#### 文書の抜粋

- 2016-10-27
- イベントレポート, 歌舞伎座スペシャルナイト, 第29回 東京国際映画祭
第29回 東京国際映画祭(TIFF)
歌舞伎座スペシャルナイト開催!
歌舞伎座で映画と歌舞伎を観る一夜限りのスペシャルイベント
歌舞伎座で映画を観る、そして日本の伝統芸能である歌舞伎も楽しむという東京国際映画祭ならではのイベント「歌舞伎座スペシャルナイト」も今年で3回目となった。今回の歌舞伎は尾上菊之助による女方の舞踊「鷺娘」上演、映画は昭和初期の無声映画『忠臣蔵 デジタル最長版』『血煙高田馬場』を、弁士と生演奏付きで上映するという、一味違った構成である。特に『血煙高田馬場』は、“しゃべり屋”を標榜するフリーアナウンサー・古館伊知郎が初めて弁士に挑戦するということで、話題を呼んだ。
上演に先立って歌舞伎座前で行われた会見では、まず尾上菊之助が「鷺娘」について「歌舞伎の女方の美がギュッとつまった作品です。鷺の精が、娘の姿をして現れるところから始まり、人間の男に恋をして思い悩む姿を見せます。そして最後は娘から鷺の姿に戻って雪の舞い散る中で死んでいく、という舞踊です。早変わり・引き抜き・ぶっ返りなど、衣裳が一瞬にして変わる趣向があるので、お楽しみいただけるのではないでしょうか。今回の舞台のために、坂東玉三郎のお兄さんにご指導いただきました。この東京国際映画祭の歌舞伎座スペシャルナイトで、お兄さんの踊られる「鷺娘」が表す究極の美に向かって、初めて鷺娘を踊らせていただく機会をいただけるのは大変光栄です」と語った。

########

**練習問題**
A. 歌舞伎座スペシャルナイトの記事では、尾上菊之助は今回の「鷺娘」の舞台のために誰に教わったと話していますか。
B. 歌舞伎座スペシャルナイトの記事の続きを、最後の文のあとから書いてください。

#### 提供データ

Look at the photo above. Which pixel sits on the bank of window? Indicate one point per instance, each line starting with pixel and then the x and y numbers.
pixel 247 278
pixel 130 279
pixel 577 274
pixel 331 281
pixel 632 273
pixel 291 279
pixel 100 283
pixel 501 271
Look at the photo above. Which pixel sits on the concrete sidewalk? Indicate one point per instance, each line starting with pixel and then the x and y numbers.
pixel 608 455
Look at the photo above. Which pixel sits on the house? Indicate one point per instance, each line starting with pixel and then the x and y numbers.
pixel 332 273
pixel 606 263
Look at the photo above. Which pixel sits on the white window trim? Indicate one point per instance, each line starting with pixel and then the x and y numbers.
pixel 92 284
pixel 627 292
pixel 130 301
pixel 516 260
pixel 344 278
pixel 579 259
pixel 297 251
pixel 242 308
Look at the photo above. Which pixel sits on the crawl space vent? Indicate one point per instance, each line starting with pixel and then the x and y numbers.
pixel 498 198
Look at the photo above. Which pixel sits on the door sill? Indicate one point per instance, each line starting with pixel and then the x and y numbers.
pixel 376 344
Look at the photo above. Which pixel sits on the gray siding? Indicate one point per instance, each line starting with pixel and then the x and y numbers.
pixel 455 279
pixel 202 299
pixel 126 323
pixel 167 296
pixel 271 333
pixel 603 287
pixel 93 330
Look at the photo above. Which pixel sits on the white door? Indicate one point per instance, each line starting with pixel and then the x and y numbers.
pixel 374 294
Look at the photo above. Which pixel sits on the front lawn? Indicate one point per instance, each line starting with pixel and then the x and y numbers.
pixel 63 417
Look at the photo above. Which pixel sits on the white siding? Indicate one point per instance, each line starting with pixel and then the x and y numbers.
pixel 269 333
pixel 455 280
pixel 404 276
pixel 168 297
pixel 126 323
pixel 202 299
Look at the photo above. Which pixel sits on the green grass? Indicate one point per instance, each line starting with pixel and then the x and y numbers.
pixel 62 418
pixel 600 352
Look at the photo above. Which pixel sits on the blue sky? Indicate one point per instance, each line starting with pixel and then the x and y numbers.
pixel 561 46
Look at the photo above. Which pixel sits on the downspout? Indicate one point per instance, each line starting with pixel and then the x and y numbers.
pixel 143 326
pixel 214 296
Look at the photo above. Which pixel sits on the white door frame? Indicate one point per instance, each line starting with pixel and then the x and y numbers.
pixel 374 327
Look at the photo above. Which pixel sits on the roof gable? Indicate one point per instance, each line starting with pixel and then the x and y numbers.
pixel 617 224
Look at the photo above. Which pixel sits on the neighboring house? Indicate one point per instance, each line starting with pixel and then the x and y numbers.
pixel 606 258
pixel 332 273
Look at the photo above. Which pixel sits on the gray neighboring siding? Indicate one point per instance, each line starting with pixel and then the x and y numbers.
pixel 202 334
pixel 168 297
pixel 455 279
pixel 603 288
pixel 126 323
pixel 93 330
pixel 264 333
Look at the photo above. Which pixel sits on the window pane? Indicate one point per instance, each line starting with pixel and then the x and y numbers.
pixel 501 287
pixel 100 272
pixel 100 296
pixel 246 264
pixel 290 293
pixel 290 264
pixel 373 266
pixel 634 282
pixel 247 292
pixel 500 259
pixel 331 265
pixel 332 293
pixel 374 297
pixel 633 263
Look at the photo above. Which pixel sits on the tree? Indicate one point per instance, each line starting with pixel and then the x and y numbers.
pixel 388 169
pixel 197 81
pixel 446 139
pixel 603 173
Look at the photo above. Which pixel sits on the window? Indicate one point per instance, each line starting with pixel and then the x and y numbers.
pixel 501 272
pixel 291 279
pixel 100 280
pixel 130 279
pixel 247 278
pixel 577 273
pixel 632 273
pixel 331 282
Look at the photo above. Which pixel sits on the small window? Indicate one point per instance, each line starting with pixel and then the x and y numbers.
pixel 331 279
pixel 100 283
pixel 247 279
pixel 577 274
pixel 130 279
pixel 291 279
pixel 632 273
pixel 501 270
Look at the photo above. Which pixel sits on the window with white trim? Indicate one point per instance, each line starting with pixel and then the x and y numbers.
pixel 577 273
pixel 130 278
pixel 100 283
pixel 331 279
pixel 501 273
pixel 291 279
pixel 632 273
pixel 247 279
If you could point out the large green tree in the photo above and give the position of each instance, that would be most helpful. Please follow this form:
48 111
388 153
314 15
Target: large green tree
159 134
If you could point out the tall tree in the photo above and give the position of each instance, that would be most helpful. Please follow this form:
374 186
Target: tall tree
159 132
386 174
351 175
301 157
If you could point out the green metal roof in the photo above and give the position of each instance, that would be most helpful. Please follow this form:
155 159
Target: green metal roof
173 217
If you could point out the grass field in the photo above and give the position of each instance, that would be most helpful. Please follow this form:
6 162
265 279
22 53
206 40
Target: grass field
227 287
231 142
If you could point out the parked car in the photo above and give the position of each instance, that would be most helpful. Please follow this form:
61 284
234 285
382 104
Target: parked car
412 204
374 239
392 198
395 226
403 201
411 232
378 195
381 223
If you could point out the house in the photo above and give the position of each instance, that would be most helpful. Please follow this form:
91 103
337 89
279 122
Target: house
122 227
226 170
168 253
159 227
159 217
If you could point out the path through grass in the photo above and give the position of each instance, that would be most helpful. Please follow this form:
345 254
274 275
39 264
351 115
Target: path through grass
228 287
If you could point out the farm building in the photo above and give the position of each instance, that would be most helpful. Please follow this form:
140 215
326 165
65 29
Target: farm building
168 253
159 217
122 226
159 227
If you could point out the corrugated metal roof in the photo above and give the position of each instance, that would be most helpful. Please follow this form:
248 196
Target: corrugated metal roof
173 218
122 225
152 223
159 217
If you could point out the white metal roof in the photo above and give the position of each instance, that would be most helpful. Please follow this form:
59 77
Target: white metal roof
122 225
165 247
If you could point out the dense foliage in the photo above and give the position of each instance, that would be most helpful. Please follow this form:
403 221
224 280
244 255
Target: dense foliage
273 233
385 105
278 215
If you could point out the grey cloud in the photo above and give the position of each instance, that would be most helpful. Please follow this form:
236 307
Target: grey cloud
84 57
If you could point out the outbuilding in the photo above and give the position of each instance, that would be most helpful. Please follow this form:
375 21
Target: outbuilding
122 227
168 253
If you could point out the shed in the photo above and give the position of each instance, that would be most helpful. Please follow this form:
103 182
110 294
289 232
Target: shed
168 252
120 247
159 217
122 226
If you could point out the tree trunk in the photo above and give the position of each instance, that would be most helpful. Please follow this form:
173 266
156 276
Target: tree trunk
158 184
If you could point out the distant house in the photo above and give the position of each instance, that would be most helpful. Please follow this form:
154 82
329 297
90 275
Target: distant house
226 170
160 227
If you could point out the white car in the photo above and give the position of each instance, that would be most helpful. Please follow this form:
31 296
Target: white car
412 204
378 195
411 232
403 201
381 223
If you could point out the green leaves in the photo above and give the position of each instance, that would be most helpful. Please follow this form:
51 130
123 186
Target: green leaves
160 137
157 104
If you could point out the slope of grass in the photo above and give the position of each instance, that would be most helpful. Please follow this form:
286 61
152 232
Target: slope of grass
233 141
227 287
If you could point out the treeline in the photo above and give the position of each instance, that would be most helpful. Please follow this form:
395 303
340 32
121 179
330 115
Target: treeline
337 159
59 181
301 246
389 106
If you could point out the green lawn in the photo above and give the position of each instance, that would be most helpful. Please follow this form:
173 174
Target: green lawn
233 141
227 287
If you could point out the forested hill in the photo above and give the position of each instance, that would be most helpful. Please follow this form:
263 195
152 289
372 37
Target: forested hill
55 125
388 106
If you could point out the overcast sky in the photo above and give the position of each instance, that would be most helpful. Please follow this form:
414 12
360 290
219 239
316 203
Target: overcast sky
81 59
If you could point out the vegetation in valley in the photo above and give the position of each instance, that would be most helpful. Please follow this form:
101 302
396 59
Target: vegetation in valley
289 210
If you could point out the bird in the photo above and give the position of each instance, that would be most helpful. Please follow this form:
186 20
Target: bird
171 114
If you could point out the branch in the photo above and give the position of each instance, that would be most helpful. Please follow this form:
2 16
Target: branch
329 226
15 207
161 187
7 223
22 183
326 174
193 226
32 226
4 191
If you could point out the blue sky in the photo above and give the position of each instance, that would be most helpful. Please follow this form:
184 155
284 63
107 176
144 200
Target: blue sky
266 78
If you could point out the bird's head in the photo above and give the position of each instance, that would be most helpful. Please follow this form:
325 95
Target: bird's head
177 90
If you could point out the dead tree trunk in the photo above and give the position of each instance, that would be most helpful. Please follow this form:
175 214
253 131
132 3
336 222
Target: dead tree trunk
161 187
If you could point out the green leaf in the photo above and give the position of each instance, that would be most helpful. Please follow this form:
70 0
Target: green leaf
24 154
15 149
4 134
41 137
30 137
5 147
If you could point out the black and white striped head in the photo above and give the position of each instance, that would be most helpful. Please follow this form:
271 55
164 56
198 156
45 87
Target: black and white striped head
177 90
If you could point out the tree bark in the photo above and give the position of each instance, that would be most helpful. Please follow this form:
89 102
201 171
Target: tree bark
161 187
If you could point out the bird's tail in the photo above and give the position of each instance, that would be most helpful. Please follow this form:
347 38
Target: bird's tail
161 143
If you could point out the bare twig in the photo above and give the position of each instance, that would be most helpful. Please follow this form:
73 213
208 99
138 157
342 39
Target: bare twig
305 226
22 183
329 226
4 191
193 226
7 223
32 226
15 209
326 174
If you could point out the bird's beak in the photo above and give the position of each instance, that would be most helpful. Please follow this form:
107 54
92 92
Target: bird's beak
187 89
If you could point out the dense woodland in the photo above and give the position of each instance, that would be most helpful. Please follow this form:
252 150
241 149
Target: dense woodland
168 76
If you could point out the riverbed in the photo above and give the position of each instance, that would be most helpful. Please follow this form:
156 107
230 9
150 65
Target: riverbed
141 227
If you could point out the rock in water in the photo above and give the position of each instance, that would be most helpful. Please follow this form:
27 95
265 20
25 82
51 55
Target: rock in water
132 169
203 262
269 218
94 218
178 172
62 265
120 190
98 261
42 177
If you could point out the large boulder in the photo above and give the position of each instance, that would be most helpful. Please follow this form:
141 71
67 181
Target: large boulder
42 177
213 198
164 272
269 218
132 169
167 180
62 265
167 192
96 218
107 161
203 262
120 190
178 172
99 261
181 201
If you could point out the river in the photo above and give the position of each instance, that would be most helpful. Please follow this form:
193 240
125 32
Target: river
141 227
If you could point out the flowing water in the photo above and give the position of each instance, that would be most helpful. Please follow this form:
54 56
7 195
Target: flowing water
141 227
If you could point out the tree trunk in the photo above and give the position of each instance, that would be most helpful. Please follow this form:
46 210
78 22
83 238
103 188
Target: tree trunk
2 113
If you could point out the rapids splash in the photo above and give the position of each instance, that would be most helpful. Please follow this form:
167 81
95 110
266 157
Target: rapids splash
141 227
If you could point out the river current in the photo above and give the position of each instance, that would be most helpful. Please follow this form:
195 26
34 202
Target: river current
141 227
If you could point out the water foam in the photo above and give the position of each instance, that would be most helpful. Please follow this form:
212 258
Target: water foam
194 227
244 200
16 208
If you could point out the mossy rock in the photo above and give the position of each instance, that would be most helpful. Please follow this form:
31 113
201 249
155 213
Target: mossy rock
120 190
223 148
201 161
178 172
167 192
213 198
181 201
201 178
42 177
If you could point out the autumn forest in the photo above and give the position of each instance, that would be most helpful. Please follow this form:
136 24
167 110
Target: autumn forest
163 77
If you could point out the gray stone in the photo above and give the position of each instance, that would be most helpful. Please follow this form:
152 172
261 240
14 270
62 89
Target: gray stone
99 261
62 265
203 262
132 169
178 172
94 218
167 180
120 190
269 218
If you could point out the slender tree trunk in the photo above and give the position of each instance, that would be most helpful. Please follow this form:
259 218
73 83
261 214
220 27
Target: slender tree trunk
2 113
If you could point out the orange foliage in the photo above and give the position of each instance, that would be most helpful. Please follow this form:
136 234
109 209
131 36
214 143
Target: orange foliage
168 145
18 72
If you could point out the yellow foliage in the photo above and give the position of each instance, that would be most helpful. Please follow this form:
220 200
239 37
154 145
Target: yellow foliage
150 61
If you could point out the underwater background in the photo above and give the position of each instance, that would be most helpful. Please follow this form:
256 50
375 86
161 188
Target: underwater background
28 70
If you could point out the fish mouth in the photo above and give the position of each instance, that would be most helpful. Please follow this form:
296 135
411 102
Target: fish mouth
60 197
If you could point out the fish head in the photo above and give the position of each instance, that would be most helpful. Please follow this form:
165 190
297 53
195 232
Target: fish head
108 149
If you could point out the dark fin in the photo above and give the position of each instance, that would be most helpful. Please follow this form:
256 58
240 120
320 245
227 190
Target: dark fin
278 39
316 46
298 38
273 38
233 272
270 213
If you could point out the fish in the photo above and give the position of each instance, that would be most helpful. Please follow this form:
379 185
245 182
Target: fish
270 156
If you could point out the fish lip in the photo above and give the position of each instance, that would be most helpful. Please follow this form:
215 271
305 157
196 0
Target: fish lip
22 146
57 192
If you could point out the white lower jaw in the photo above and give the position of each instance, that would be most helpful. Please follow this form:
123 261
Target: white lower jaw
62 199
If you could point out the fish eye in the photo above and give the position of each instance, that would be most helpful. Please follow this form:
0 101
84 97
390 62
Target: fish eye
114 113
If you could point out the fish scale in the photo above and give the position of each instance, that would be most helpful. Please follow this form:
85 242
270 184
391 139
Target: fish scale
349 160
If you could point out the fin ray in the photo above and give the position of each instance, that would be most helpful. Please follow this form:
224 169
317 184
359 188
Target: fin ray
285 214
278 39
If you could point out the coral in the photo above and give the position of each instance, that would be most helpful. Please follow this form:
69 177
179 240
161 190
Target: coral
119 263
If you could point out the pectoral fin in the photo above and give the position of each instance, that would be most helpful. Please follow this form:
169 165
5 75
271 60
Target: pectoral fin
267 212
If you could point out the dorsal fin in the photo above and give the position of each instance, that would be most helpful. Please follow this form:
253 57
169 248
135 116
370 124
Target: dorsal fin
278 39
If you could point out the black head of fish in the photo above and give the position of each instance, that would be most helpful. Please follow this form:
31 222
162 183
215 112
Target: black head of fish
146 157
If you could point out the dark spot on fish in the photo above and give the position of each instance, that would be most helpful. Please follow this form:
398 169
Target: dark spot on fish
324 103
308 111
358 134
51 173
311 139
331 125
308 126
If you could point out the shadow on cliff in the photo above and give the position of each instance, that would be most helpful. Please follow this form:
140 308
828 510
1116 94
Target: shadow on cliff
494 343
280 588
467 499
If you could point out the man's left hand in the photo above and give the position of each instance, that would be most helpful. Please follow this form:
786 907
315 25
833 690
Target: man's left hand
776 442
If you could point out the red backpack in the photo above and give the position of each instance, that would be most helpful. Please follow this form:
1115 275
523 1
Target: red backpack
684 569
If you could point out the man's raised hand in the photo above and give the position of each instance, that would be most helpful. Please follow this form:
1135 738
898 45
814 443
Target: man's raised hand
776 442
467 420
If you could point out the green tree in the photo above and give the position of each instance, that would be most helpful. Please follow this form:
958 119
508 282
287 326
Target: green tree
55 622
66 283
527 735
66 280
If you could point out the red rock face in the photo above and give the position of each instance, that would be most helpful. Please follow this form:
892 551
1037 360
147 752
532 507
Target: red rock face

########

**解答**
A. 坂東玉三郎です。

B.
続いてあいさつをした古館伊知郎は歌舞伎座に入るのが今回初めてということもあり、「歌舞伎座の雰囲気うまく説明をできるのか。まだよくわかりませんが、今日はスーパー話芸を全力で見せて、同時通訳も追いつかないくらい、脱線必至でポンポン行きます」と力強く宣言した。
最後に弁士の片岡一郎が「活動写真とも呼ばれていた無声映画のナレーションをする弁士というものを、ご存じない方々も多いかと思います。弁士の在り方は、観衆の皆さまとコミュニケーションをとりながら、映画のすばらしさを伝えていくお仕事だと考えています。活動写真と弁士の醸す面白さというのは、常に現代の人間が過去の作品を語る、つまり、昔の作品が今のものとしてよみがえってくるというところです。本日上映するのは『忠臣蔵』ですが、『忠臣蔵』が今、私たちにどう響くかということをお伝えできればと思います。そして、日本独特の語りというものを、存分に味わっていただければと思います」と締めくくった。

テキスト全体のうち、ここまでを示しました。